Data entries
───
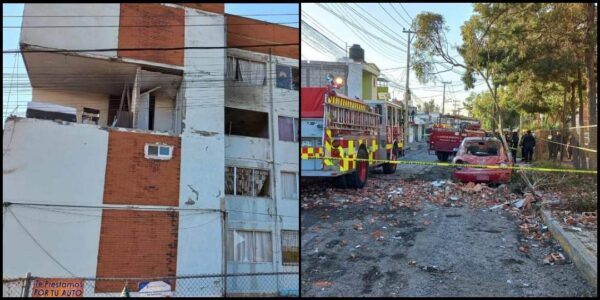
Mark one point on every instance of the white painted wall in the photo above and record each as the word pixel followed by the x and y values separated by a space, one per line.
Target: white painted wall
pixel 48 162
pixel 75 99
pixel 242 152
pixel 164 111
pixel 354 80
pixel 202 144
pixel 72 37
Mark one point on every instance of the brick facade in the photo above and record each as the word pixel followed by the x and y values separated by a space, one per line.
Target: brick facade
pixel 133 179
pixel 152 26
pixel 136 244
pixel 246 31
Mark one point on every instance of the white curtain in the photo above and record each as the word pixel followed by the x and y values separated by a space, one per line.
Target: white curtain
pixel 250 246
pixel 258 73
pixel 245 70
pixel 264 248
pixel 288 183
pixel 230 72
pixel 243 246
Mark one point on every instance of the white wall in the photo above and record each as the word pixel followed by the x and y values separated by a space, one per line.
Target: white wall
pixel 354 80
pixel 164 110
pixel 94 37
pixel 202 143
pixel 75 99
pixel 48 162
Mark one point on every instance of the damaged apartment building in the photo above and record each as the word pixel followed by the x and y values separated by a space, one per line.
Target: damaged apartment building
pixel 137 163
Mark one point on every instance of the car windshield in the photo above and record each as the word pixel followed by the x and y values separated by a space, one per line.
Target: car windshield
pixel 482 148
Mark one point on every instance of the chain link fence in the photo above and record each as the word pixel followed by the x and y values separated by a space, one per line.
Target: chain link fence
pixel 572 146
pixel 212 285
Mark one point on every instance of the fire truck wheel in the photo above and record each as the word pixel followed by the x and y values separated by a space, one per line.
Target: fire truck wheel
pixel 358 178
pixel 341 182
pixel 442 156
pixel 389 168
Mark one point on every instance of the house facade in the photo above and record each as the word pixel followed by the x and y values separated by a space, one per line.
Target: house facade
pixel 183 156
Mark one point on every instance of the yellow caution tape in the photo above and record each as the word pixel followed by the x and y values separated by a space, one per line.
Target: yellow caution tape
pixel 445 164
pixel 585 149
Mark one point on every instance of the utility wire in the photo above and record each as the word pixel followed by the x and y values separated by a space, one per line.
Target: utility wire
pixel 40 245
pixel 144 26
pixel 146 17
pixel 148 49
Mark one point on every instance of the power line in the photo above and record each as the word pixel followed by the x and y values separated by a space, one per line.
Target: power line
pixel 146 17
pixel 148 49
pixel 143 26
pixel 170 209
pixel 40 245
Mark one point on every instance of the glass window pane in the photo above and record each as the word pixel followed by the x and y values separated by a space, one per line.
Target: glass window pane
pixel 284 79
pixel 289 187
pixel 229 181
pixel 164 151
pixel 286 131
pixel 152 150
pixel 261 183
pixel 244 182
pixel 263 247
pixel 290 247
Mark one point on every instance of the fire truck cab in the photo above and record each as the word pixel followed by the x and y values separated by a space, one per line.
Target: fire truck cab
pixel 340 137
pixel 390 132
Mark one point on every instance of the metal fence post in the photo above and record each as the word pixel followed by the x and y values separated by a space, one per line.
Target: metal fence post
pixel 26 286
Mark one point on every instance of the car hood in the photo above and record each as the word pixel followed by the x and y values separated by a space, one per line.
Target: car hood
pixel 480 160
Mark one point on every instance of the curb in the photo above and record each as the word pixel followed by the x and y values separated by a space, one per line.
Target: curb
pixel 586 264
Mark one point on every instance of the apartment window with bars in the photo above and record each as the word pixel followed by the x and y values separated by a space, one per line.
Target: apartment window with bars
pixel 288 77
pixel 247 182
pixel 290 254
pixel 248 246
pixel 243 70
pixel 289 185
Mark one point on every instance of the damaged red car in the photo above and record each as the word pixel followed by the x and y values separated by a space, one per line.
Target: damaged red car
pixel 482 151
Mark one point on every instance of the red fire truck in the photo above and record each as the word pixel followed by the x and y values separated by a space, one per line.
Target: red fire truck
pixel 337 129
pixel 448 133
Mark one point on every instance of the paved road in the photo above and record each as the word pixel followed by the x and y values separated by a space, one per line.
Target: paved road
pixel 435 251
───
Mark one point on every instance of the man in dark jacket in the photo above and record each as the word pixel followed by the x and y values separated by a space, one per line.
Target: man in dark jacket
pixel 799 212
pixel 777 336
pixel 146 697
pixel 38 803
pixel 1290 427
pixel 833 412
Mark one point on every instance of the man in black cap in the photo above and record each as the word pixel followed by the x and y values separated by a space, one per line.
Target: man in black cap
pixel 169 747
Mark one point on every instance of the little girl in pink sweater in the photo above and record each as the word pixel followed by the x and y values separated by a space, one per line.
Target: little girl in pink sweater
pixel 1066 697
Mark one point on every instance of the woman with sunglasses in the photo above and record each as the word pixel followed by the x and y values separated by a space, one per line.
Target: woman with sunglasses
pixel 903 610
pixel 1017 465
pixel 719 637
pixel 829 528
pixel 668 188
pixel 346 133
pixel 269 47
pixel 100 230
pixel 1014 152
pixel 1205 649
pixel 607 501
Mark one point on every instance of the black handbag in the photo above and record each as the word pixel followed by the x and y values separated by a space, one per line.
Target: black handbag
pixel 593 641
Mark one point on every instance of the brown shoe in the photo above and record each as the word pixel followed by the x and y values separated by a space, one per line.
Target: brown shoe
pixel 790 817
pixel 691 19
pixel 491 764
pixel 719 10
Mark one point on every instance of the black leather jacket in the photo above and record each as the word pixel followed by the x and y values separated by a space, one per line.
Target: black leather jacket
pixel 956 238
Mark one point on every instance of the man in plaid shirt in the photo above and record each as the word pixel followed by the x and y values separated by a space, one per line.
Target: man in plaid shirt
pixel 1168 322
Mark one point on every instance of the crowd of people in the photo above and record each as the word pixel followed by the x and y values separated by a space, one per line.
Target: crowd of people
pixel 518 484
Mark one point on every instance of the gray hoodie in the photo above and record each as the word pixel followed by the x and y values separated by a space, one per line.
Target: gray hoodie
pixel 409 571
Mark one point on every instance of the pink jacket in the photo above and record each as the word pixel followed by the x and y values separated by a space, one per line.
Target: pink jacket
───
Set out the lines of the entries above as a JSON list of strings, one string per line and no blank lines, beginning with the line containing "Mark one point on every instance of the woman" and ending with the line containing "pixel 719 637". Include both of those lines and nothing outside them.

[
  "Mark one point on every instance of the woman with sunglasses in the photo above and record each as the word pixel followed by the x and y values separated by a space, one per line.",
  "Target: woman with sunglasses",
  "pixel 903 610",
  "pixel 1017 465",
  "pixel 719 637"
]